» **Your task**: The records that follow are to be transcribed in full, leaving out each picture.

======== Records for this task ========

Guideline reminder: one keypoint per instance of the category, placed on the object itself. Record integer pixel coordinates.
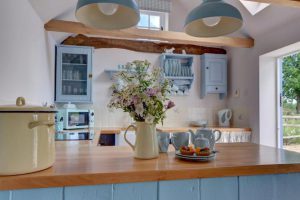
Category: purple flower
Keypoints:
(170, 105)
(151, 92)
(135, 99)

========

» **Result**:
Guideline reminder: one keypoint per instance of the category, placed on the object itself. Record integer pixel coordinates.
Category: purple flower
Keypoints:
(170, 105)
(151, 92)
(135, 99)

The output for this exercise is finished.